• QUELLE:
Seit Generationen gestaltet die Metropole Ruhr die Umwandlung von Bergbauflächen zu modernen Gewerbegebieten und nachhaltigen Siedlungsräumen. Das entstandene Know-how ist weltweit gefragt.

Spätestens 2038 schließt das letzte Kohlekraftwerk im Ruhrgebiet, die letzte Zeche wurde 2018 dicht gemacht, doch die Planungen für die Nach-Kohle-Ära laufen schon seit Jahrzehnten. Bestes Beispiel: die 1989 begonnene Internationale Bauausstellung (IBA) Emscher Park. Sie steht exemplarisch für den innovativen Umgang mit Flächen, die von Bergbau und Schwerindustrie in Mitleidenschaft gezogen wurden. Damals entstand nicht nur der Emscher-Landschaftspark als Europas größtes zusammenhängendes Projekt des Wiederaufbaus von Industrie-Landschaft. Auch der Ansatz, Industrie- und Bergbauflächen in der Metropole nachhaltig umzugestalten, wurde damals entwickelt: Systematisch entstehen seither neue Kulturstätten, Grünflächen, Wohn- und Gewerbegebiete.

Schon vor 100 Jahren wurden Grünzüge geschützt

Das entstandene Transformations-Know-how ist heute weltweit gefragt. „Die EU und die Weltgesundheitsorganisation haben sich bereits über die Transformationsprojekte im Ruhrgebiet informiert“, berichtet Diplom-Ingenieur Jürgen Brüggemann, Senior Consultant am Forschungszentrum Nachbergbau der Technischen Hochschule Georg Agricola (THGA) in Bochum. „Auch in China ist man sehr an unseren Erfahrungen interessiert, ich wurde dort schon zu Vorträgen eingeladen.“ Dabei, betont Brüggemann, sei die Technik nicht der entscheidende Faktor. Wichtiger sei das erfolgreiche Zusammenspiel von Politik, Verwaltung, Unternehmen, Kultur- und Forschungseinrichtungen im Interesse der Bevölkerung. „Das hat schon in den 1920er-Jahren mit dem Siedlungsverband Ruhrkohlenbezirk angefangen, der dafür gesorgt hat, dass Grünzüge entstanden, während die Gegend immer dichter besiedelt wurde. Damals begann eine Entwicklung, dank der wir heute auf dem Weg zur grünsten Industrieregion der Welt sind.“

Besondere Impulse erwartet Brüggemann von der Internationalen Gartenausstellung (IGA), die 2027 erstmals im Ruhrgebiet stattfinden wird. Eine der vielen Landschaften, die einbezogen werden, ist der Gelsenkirchener Nordsternpark: eine Grünzone auf ehemaligem Zechengrund an der Emscher, in der sich bis dahin vielleicht wieder Fische und Krebse tummeln werden.

• ANFRAGE A: Kannst du die Datenzeilen von der Zeile mit „[tag] rope (a dot for each instance)“ bis zum Ende der Datenzeilen unverändert abschreiben?

• BEREITGESTELLTE DATEN:
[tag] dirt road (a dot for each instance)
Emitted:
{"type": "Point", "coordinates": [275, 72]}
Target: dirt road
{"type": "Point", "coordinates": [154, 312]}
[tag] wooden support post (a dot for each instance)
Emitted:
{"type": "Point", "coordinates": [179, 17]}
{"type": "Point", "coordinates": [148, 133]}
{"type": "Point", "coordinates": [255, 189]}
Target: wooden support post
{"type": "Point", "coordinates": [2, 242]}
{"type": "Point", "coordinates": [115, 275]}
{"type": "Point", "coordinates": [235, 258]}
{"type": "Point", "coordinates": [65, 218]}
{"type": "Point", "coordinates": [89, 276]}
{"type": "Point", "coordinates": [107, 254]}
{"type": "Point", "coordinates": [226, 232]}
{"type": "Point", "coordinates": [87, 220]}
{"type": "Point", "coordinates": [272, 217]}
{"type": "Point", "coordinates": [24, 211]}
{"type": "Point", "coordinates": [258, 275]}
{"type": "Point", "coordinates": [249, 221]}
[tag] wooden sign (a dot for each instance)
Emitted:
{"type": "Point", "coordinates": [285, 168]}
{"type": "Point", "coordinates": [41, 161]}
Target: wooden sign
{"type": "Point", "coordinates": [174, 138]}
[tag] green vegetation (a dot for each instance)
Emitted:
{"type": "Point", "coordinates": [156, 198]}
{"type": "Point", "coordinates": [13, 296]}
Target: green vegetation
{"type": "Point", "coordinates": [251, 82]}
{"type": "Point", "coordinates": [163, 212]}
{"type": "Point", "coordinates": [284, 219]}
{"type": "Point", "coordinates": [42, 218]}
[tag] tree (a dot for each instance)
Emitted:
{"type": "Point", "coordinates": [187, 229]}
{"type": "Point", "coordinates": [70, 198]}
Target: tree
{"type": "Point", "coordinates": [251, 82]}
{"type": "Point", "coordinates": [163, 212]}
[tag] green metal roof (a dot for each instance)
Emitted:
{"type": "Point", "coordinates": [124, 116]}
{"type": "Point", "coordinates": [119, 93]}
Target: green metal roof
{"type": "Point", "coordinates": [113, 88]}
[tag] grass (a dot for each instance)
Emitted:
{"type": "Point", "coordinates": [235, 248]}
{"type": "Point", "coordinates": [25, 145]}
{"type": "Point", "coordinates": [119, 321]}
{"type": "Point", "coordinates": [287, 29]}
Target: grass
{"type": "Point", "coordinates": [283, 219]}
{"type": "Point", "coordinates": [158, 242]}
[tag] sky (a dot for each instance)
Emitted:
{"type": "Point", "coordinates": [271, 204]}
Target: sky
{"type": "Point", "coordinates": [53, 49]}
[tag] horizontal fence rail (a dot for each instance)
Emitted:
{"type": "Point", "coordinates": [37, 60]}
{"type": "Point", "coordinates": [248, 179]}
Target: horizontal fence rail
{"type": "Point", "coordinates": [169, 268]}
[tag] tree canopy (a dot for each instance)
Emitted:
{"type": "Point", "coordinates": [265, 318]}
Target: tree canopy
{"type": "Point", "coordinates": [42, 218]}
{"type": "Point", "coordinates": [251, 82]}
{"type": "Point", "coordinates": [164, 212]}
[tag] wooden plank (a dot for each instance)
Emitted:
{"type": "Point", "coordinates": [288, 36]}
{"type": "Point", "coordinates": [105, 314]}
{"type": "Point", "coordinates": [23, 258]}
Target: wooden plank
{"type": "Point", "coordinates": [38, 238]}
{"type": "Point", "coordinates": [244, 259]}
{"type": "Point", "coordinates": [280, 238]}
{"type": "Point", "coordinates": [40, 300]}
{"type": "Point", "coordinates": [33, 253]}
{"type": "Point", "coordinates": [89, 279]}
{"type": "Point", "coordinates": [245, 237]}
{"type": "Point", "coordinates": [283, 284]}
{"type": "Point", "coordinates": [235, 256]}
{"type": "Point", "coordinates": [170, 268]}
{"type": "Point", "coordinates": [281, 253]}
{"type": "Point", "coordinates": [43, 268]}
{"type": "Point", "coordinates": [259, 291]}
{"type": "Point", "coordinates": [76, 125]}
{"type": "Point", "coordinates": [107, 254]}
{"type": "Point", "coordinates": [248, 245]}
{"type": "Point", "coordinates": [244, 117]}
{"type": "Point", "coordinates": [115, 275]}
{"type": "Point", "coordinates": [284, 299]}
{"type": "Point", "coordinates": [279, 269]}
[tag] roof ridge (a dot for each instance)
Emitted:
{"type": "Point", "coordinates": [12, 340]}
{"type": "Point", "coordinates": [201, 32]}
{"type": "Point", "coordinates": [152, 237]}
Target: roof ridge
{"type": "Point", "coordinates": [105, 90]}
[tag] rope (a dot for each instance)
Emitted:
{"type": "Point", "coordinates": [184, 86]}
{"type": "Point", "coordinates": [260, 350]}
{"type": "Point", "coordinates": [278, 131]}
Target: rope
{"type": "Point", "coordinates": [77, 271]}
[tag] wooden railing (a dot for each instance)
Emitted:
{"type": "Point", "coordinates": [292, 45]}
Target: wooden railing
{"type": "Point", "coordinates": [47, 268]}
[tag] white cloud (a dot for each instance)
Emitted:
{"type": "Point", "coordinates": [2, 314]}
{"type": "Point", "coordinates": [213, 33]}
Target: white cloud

• ANFRAGE B: Wie lautet die Quelle von „Seit Generationen gestaltet“ bis „ist weltweit gefragt.“, wenn „Bergbauflächen“ durch „Zechenflächen“ ersetzt wird?

• LÖSUNG A:
[tag] rope (a dot for each instance)
Emitted:
{"type": "Point", "coordinates": [184, 86]}
{"type": "Point", "coordinates": [260, 350]}
{"type": "Point", "coordinates": [278, 131]}
Target: rope
{"type": "Point", "coordinates": [77, 271]}
[tag] wooden railing (a dot for each instance)
Emitted:
{"type": "Point", "coordinates": [292, 45]}
Target: wooden railing
{"type": "Point", "coordinates": [47, 268]}
[tag] white cloud (a dot for each instance)
Emitted:
{"type": "Point", "coordinates": [2, 314]}
{"type": "Point", "coordinates": [213, 33]}
Target: white cloud

• LÖSUNG B:
Seit Generationen gestaltet die Metropole Ruhr die Umwandlung von Zechenflächen zu modernen Gewerbegebieten und nachhaltigen Siedlungsräumen. Das entstandene Know-how ist weltweit gefragt.